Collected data

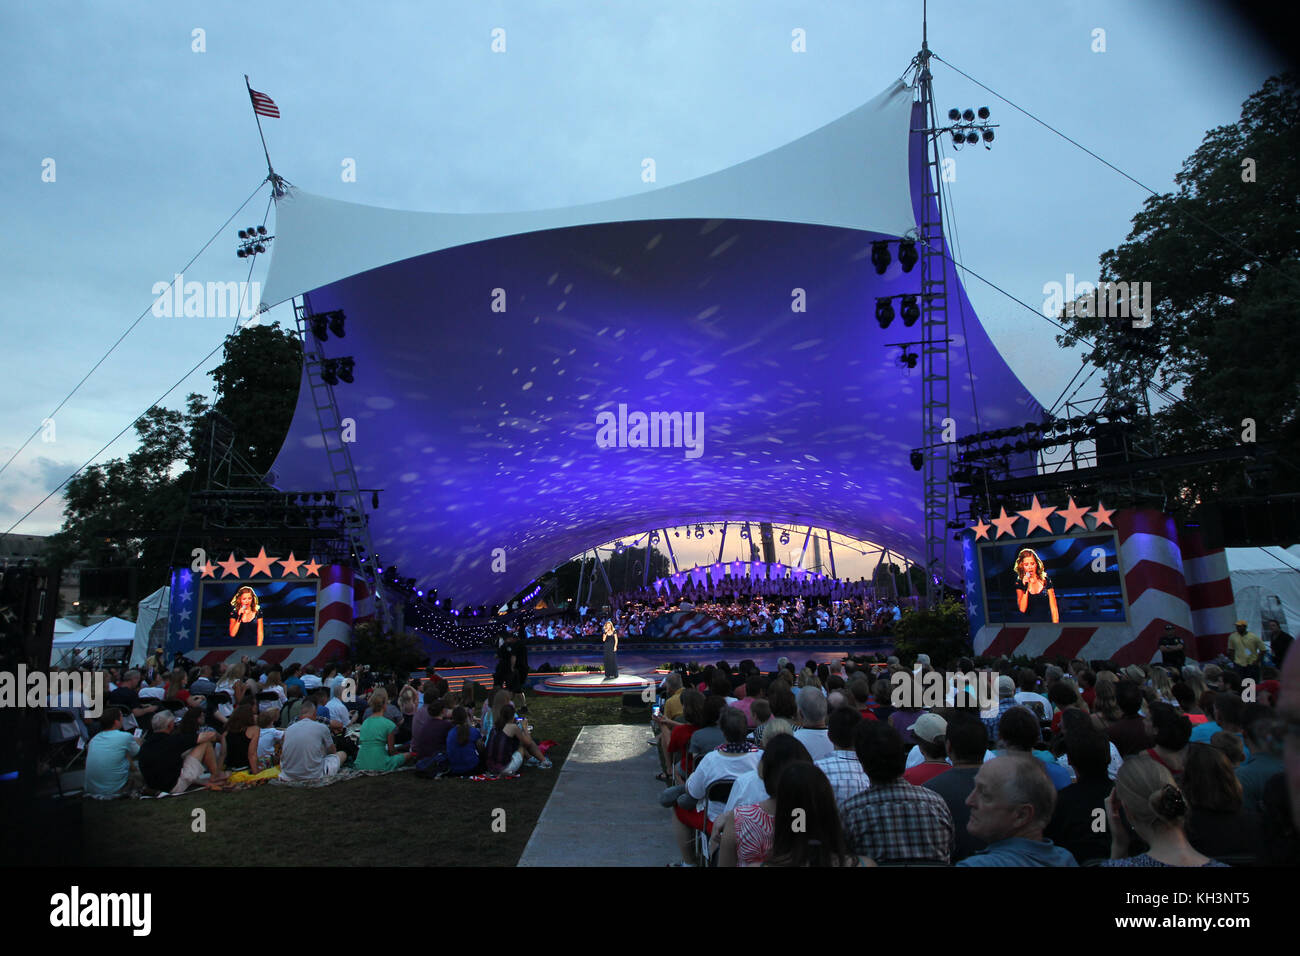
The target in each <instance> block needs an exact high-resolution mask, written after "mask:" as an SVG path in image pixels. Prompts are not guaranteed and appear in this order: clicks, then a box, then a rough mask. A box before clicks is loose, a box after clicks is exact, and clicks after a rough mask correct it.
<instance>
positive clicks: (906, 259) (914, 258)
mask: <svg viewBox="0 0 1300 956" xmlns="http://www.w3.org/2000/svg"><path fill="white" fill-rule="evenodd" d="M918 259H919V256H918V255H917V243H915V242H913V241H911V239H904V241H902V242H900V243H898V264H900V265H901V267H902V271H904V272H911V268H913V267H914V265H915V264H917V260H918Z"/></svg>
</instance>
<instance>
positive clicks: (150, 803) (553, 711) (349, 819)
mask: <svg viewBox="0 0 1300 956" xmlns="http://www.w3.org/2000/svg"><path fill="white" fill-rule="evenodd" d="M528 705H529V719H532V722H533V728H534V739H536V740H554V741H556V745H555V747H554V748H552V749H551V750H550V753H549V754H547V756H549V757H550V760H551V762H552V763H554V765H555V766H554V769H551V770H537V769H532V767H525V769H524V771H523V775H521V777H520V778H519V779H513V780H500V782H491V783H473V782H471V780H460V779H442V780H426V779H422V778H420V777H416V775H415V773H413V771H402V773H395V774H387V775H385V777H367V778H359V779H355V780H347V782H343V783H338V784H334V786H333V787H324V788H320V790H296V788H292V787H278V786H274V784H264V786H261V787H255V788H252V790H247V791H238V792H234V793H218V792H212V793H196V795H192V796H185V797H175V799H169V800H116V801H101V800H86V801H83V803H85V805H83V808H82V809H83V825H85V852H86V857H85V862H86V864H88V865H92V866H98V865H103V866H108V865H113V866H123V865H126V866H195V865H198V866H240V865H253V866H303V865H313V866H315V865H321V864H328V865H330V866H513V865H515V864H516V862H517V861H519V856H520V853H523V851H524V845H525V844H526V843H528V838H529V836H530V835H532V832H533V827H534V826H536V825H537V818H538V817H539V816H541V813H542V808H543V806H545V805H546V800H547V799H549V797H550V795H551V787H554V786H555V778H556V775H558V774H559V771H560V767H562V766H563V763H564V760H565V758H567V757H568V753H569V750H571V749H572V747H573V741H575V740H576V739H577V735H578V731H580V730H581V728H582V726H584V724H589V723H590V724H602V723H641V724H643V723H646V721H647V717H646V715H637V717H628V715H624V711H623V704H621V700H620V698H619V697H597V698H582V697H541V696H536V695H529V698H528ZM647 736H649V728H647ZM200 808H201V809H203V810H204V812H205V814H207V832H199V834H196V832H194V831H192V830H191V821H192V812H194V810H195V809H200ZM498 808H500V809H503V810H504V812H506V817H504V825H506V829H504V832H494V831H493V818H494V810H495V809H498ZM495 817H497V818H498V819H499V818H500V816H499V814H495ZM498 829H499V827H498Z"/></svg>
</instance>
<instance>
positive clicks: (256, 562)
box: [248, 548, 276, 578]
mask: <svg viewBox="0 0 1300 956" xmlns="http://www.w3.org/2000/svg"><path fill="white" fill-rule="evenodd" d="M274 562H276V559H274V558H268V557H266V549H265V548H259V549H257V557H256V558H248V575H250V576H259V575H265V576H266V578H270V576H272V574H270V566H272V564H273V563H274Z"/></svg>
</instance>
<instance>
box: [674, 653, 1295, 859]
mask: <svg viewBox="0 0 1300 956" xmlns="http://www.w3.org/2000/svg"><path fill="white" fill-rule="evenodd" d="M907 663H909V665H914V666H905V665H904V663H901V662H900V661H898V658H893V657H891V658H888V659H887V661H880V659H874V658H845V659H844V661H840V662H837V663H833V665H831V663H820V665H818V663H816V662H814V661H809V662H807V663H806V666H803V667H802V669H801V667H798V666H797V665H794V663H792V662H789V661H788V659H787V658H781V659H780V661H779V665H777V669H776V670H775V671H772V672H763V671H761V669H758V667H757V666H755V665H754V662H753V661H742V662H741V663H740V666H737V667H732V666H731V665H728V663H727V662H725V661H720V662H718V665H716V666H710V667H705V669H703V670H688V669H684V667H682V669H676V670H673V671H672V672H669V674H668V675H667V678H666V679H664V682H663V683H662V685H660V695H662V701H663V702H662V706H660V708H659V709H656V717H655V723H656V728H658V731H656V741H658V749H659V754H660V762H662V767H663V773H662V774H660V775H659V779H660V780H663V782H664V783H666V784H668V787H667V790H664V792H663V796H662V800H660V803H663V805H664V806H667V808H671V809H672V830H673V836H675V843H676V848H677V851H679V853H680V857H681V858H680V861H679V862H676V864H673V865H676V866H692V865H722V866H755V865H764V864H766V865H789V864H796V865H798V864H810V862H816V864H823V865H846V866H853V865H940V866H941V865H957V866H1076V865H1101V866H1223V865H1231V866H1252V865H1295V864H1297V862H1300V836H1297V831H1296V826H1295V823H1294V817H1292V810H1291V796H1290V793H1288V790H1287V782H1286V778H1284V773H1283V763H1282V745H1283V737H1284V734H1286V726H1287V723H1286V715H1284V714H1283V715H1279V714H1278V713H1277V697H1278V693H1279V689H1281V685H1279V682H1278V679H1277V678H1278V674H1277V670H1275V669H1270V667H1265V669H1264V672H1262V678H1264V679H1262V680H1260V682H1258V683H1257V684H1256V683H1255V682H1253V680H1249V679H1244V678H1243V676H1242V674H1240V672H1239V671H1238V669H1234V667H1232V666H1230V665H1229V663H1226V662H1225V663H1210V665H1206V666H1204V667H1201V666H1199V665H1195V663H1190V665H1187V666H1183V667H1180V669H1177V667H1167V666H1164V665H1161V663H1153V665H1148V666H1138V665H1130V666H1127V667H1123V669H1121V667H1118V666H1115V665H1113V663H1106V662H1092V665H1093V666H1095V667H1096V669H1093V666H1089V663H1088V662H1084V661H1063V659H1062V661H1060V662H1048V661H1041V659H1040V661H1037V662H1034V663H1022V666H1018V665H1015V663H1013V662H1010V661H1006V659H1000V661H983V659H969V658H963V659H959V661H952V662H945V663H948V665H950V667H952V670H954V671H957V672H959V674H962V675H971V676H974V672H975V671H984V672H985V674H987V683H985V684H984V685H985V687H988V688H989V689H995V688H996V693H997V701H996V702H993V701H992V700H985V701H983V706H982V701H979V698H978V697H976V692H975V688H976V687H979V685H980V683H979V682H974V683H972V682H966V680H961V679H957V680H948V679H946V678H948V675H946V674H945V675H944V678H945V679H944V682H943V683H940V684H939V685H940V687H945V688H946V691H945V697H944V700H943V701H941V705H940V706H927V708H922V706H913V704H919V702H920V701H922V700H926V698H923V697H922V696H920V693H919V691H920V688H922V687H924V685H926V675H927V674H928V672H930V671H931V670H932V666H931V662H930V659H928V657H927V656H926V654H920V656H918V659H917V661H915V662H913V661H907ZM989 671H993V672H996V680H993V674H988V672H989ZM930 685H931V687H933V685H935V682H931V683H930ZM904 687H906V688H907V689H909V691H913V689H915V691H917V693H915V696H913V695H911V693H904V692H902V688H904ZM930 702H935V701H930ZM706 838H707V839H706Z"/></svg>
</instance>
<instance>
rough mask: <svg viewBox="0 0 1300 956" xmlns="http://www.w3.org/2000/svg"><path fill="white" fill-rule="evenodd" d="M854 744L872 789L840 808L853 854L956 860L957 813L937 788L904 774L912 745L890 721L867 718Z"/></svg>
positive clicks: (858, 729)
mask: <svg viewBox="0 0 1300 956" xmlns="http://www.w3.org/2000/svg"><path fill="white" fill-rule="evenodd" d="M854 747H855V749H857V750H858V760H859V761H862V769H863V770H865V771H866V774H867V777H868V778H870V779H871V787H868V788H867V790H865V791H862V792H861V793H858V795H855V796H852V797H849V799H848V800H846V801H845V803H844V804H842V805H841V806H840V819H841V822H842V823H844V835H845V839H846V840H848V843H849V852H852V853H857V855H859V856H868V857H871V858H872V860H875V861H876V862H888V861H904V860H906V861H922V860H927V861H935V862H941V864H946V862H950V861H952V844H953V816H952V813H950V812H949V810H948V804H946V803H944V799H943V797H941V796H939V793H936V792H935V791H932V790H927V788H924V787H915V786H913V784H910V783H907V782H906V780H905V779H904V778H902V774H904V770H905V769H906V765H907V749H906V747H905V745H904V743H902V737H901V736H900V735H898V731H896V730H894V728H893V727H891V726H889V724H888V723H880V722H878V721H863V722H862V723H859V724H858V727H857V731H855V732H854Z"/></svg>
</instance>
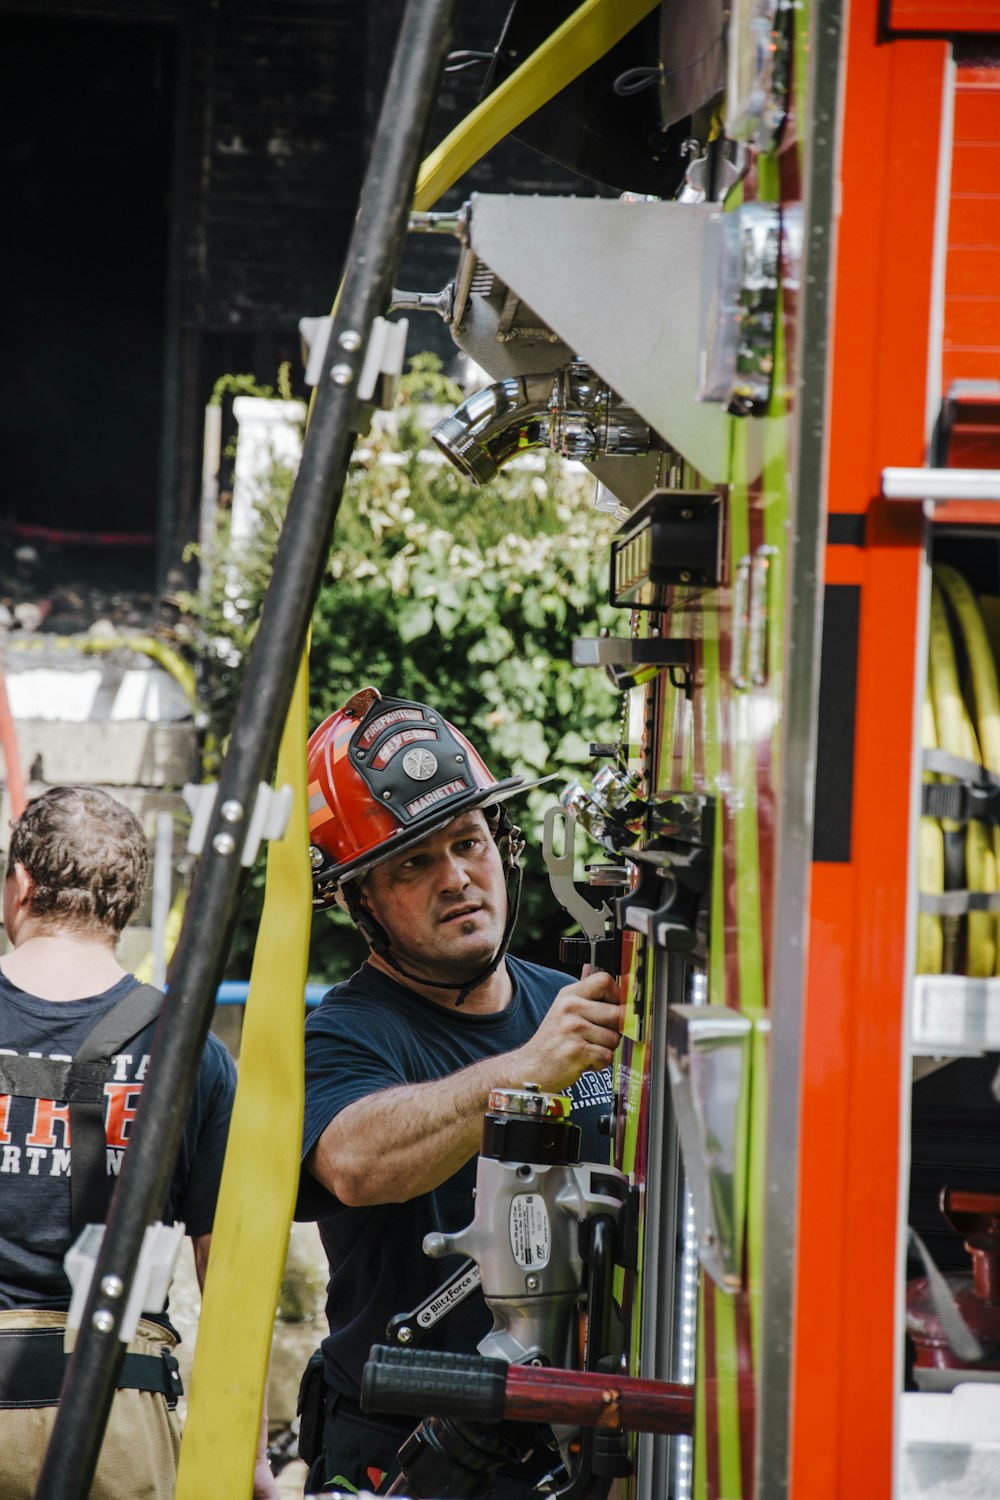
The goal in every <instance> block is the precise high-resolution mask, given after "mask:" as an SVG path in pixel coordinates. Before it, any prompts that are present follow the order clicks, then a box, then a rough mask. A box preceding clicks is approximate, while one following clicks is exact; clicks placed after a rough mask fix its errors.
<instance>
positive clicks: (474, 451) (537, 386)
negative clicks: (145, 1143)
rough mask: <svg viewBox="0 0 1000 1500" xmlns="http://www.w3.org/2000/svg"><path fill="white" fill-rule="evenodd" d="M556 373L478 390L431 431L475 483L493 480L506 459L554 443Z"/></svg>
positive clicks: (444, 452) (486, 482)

### Exercise objective
Count the lines of the entries above that contain the string "positive", and reply with the number alone.

### Problem solution
6